### Texte fourni ###

Une panne de carte réseau dans mon ordinateur m’a empêché de nourrir régulièrement mon blog depuis le 66° Festival du Film de Locarno. J’en suis, cher lecteur, profondément désolé. Car il y avait beaucoup à dire – et beaucoup à voir, cette année, sur les rives du Verbano. La première sélection du Valdôtain Carlo Chatrian s’est avérée cohérente, intelligente, curieuse, enthousiasmante.
Je ne regrette qu’une chose : que les polémiques extra-cinématographiques aient occulté, souvent, un vrai débat sur les films présentés. On a plus parlé (ou écrit) de la présence ou non de Blocher sur la Piazza Grande et du coup de gueule de Yves Yersin (qui n’a reçu qu’une mention de la part du Jury officiel…) que des films qu’ils représentent. Au point que le Léopard d’Or décerné (cou)rageusement par le Jury au film d’Albert Serra Historia de la meva mort n’a pas reçu la célébration méritée.
Au Tessin et en Italie, la polémique fait rage autour de la présence d’un ex-leader des Brigades rouges venu accompagner le film de Pippo Delbono, Sangue, où il apparaît. Rares sont ceux qui ont vu le film et le commentent. Ce n’est que le fait «politique» de la présence d’un ancien terroriste qui fait discuter.

###

Liste des tâches ::
1. D'après le texte sur le Festival de Locarno, à quel film le Jury a-t-il décerné le Léopard d'Or ?
2. Expliquez, en vous appuyant sur le texte sur le Festival de Locarno, pourquoi le Léopard d'Or n'a pas reçu la célébration méritée.

### Données à analyser ###

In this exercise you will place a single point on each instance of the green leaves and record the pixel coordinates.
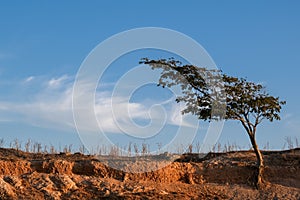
(212, 95)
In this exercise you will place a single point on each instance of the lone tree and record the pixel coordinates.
(212, 95)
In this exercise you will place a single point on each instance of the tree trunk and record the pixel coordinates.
(260, 162)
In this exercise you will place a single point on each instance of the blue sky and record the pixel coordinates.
(43, 43)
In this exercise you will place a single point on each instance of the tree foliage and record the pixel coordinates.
(212, 95)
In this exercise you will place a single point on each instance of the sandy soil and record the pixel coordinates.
(216, 176)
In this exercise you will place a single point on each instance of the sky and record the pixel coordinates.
(44, 43)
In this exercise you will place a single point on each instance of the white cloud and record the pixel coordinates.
(57, 82)
(29, 79)
(53, 109)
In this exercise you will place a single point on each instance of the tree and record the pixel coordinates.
(213, 95)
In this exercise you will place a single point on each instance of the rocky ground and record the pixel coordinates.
(216, 176)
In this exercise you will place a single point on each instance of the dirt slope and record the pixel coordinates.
(216, 176)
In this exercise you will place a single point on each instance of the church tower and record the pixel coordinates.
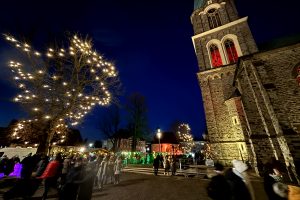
(220, 38)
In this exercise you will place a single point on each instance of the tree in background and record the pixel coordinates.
(186, 140)
(59, 87)
(137, 117)
(109, 125)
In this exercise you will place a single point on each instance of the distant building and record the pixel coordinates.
(125, 144)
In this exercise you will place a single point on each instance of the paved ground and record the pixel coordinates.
(140, 184)
(140, 187)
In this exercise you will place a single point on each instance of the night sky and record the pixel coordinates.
(148, 40)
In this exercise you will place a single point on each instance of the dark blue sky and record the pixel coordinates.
(149, 40)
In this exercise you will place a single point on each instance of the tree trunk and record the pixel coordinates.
(45, 140)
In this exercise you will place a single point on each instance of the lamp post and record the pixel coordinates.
(158, 134)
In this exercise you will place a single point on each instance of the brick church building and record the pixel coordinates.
(251, 97)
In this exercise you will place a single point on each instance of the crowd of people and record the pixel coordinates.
(234, 183)
(73, 176)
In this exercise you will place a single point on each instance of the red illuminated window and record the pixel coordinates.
(213, 18)
(231, 51)
(216, 59)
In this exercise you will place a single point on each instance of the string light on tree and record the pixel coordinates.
(62, 85)
(185, 138)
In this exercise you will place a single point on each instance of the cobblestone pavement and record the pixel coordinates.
(140, 187)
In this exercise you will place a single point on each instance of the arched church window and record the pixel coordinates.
(231, 51)
(215, 55)
(213, 18)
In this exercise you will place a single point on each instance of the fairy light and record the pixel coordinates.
(41, 89)
(186, 138)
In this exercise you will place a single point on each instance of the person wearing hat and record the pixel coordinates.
(219, 188)
(241, 187)
(102, 173)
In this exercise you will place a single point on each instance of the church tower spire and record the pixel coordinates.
(220, 38)
(220, 35)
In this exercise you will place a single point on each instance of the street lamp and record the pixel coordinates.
(158, 134)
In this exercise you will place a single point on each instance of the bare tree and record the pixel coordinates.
(137, 113)
(186, 140)
(59, 87)
(110, 123)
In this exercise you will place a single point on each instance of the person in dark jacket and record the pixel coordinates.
(87, 183)
(219, 188)
(27, 167)
(70, 188)
(156, 164)
(237, 181)
(51, 174)
(41, 166)
(272, 176)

###

Résultats par tâche ::
1. Le Léopard d'Or a été décerné à Historia de la meva mort, le film d'Albert Serra.

2. Les polémiques extra-cinématographiques ont souvent occulté un vrai débat sur les films présentés. On a davantage parlé de la présence ou non de Blocher sur la Piazza Grande et du coup de gueule d'Yves Yersin que des films eux-mêmes.